■ ISTRUZIONE SCRITTA ■
Riscrivi queste righe in tutte le voci e sostituisci "pretty-printed" con "indented". Tutto il resto deve rimanere invariato.

......

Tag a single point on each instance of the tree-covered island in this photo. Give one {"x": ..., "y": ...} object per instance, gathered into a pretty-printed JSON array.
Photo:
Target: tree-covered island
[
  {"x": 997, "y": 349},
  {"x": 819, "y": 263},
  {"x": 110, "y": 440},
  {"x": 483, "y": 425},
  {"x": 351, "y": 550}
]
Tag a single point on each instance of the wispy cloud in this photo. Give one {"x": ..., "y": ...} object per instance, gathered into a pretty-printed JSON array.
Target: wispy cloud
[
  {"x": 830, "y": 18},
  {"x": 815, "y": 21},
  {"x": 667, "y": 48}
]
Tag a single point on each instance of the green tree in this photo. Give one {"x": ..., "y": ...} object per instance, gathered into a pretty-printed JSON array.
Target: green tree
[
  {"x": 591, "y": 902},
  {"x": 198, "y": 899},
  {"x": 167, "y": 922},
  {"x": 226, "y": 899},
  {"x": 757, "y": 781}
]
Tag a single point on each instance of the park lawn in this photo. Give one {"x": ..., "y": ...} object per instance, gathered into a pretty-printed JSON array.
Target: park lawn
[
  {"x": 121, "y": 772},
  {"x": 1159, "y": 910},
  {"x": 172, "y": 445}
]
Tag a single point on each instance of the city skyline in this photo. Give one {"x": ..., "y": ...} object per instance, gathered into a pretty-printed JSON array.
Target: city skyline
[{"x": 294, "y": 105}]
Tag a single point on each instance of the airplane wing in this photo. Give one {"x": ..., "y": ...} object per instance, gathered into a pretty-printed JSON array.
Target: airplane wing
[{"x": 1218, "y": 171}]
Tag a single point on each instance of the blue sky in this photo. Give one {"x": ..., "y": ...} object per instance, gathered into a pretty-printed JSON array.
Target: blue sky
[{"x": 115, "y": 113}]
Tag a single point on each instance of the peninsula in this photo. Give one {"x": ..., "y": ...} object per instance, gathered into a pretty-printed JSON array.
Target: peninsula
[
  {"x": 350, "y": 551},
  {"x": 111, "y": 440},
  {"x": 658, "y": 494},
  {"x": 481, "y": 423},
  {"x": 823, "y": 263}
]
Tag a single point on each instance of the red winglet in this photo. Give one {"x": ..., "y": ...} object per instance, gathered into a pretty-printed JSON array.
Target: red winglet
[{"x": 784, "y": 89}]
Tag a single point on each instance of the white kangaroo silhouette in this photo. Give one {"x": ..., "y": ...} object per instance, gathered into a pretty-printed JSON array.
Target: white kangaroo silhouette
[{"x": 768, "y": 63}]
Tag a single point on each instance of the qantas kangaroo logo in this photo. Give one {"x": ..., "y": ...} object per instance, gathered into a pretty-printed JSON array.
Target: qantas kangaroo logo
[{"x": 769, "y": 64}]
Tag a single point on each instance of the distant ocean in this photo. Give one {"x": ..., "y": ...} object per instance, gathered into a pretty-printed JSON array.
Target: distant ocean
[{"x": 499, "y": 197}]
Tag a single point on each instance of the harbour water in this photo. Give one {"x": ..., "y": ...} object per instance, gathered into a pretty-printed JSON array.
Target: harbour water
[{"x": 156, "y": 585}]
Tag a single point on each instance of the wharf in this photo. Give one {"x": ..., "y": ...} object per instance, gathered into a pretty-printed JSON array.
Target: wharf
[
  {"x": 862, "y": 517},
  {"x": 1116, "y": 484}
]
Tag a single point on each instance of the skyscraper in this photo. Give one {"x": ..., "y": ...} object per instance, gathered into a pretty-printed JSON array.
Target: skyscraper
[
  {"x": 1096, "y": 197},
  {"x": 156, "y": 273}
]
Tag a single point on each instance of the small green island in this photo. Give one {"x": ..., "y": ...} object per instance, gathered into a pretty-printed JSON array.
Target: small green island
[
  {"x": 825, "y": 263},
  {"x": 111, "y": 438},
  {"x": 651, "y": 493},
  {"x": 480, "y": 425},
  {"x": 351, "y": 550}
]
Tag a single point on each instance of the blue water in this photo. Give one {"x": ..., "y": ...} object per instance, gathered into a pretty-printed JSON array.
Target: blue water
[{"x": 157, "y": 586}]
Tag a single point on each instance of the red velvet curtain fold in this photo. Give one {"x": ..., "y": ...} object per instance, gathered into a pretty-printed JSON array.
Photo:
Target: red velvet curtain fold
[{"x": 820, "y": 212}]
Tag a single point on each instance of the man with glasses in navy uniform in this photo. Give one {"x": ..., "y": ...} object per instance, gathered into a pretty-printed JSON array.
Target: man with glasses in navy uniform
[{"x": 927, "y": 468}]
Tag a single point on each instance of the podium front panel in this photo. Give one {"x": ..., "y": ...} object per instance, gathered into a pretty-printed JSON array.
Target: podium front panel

......

■ RISULTATO DELL'ESERCIZIO ■
Tag a single point on each instance of the tree-covered island in this photo. Give one {"x": ..., "y": ...} object per instance, gathered into a indented JSON array.
Photo:
Target: tree-covered island
[
  {"x": 997, "y": 349},
  {"x": 819, "y": 263},
  {"x": 110, "y": 440},
  {"x": 483, "y": 425},
  {"x": 351, "y": 550}
]
Tag a single point on each instance of the wispy cloud in this photo. Give one {"x": ..., "y": ...} object per instance, gathered into a indented JSON array.
Target: wispy cloud
[
  {"x": 830, "y": 18},
  {"x": 815, "y": 21},
  {"x": 667, "y": 48}
]
Tag a single point on each instance of the green tree in this photo. Give one {"x": ..., "y": ...} object per instance, gathered into a indented JSON array.
Target: green tree
[
  {"x": 591, "y": 902},
  {"x": 198, "y": 899},
  {"x": 167, "y": 922},
  {"x": 226, "y": 899},
  {"x": 757, "y": 781}
]
Tag a single point on each instance of the park lawn in this photo. Give one {"x": ..., "y": ...} object per instance, gathered into a indented JSON array.
Target: park lawn
[
  {"x": 121, "y": 772},
  {"x": 1159, "y": 910},
  {"x": 172, "y": 445}
]
Tag a single point on each instance of the city skyline in this photo. Give one {"x": ..., "y": ...} object per instance, gathered into a indented JSON array.
Target: city skyline
[{"x": 294, "y": 105}]
Tag a single point on each instance of the airplane wing in this photo. Give one {"x": ..., "y": ...} object per instance, gathered into a indented JSON array.
Target: airplane wing
[{"x": 1218, "y": 171}]
Tag a single point on each instance of the blue sky in this photo. Give one {"x": ..., "y": ...} object per instance, gathered into a indented JSON array.
Target: blue sky
[{"x": 115, "y": 113}]
Tag a single point on each instance of the peninsula in this photo. Give one {"x": ..., "y": ...} object per instance, gathered into a indented JSON array.
Target: peninsula
[
  {"x": 350, "y": 551},
  {"x": 111, "y": 440},
  {"x": 658, "y": 494},
  {"x": 481, "y": 423},
  {"x": 823, "y": 263}
]
Tag a single point on each instance of the red winglet in this photo. Give one {"x": ..., "y": ...} object per instance, gathered into a indented JSON array.
Target: red winglet
[{"x": 784, "y": 89}]
Tag a single point on each instance of the white kangaroo silhouette in this photo. Give one {"x": ..., "y": ...} object per instance, gathered into a indented JSON array.
Target: white kangaroo silhouette
[{"x": 768, "y": 63}]
Tag a single point on each instance of the qantas kangaroo logo in this photo. Give one {"x": ..., "y": ...} object per instance, gathered into a indented JSON array.
Target: qantas kangaroo logo
[{"x": 769, "y": 64}]
Tag a single point on each instance of the distant ocean in this photo. Give one {"x": ..., "y": ...} object per instance, gathered into a indented JSON array.
Target: distant ocean
[{"x": 499, "y": 197}]
Tag a single point on each instance of the harbour water in this photo. Give one {"x": ..., "y": ...} object per instance, gathered into a indented JSON array.
Target: harbour water
[{"x": 156, "y": 585}]
Tag a single point on each instance of the wharf in this photo. Give one {"x": ..., "y": ...} object per instance, gathered into a indented JSON array.
Target: wharf
[
  {"x": 862, "y": 517},
  {"x": 1116, "y": 484}
]
Tag a single point on each instance of the skyscraper in this photo. Give one {"x": ..., "y": ...} object per instance, gathered into a indented JSON array.
Target: skyscraper
[
  {"x": 1096, "y": 197},
  {"x": 156, "y": 273}
]
Tag a single point on each instance of the small green island in this photo. Give one {"x": ..., "y": ...} object per instance, gathered into a indented JSON array.
Target: small green island
[
  {"x": 825, "y": 263},
  {"x": 111, "y": 438},
  {"x": 651, "y": 493},
  {"x": 480, "y": 425},
  {"x": 351, "y": 550}
]
Tag a single point on each instance of the blue water in this photo. Give one {"x": ..., "y": ...} object per instance, gathered into a indented JSON array.
Target: blue water
[{"x": 157, "y": 586}]
Tag a single point on each instance of the red velvet curtain fold in this photo. Give one {"x": ..., "y": ...} object per instance, gathered into a indented JSON array.
Photo:
Target: red velvet curtain fold
[{"x": 820, "y": 212}]
Tag a single point on each instance of the man with glasses in navy uniform in this photo. Give one {"x": ..., "y": ...} object per instance, gathered into a indented JSON array.
Target: man with glasses in navy uniform
[{"x": 927, "y": 468}]
Tag a single point on each instance of the podium front panel in this photo. Give one {"x": ..., "y": ...} object per instance, gathered into a indented JSON array.
Target: podium front panel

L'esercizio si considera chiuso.